Exercise directions: Your answer should be an exact copy of the data.

Material provided:

[Start of Attachment]

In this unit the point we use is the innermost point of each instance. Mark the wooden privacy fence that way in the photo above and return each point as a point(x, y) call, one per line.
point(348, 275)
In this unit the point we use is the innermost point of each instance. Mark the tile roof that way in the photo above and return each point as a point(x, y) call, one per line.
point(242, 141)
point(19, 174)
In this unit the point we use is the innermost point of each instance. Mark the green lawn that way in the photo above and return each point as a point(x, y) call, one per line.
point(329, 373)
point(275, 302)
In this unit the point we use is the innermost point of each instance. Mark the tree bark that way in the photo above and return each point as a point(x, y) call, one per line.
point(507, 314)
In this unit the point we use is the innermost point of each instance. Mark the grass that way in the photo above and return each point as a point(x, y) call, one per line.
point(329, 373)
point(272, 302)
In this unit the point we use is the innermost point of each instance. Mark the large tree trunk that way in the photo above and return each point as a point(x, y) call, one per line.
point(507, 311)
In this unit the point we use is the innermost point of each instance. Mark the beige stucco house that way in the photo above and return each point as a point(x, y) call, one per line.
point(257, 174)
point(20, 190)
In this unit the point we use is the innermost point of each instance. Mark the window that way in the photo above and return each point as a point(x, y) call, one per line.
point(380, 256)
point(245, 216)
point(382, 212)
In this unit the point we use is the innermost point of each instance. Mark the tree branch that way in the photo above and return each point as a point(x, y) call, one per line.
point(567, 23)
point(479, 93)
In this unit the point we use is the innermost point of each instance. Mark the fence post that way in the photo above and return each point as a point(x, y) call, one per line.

[End of Attachment]

Reply:
In this unit the point we use is the innermost point of each instance. Mark the wooden privacy fence that way in the photo above and return each point as a point(x, y) call, one per line.
point(348, 275)
In this unit the point we use is the innermost point of each instance. Mark the tile roof that way in the photo above and return each point as a point(x, y) call, one per line.
point(242, 141)
point(19, 174)
In this unit the point we use is the innermost point of each instance. Mark the green lawn that way in the photo above and return each point as a point(x, y) call, one per line.
point(329, 373)
point(275, 302)
In this unit the point we use is the innermost point of each instance. Mark the tree bark that way in the photo above and return each point as a point(x, y) call, one per line.
point(507, 314)
In this unit the point we use is the innermost point of each instance. Mark the grass that way in the photo above and return each point as a point(x, y) call, one per line.
point(329, 373)
point(272, 302)
In this unit the point we use is the innermost point of each instance. Mark the large tree trunk that way in the photo above and return each point as a point(x, y) call, one per line.
point(507, 311)
In this unit the point we use is the innermost point of each instance. Mark the beige stucco house that way in the photo above and return each point as a point(x, y) call, one per line.
point(257, 174)
point(20, 190)
In this unit the point we use is the innermost point of each instance. Mark the window that way in the photo above and return each point as a point(x, y) call, one per line.
point(380, 256)
point(245, 216)
point(382, 212)
In this unit the point we use is the innermost point of each instance. Mark the tree branch that way in the photo above and return each point as a point(x, y) call, one per line.
point(567, 23)
point(479, 93)
In this unit the point we use is the innermost point of each instance. Mark the fence post that way in the photo above and return each point as a point(x, y) call, one per line.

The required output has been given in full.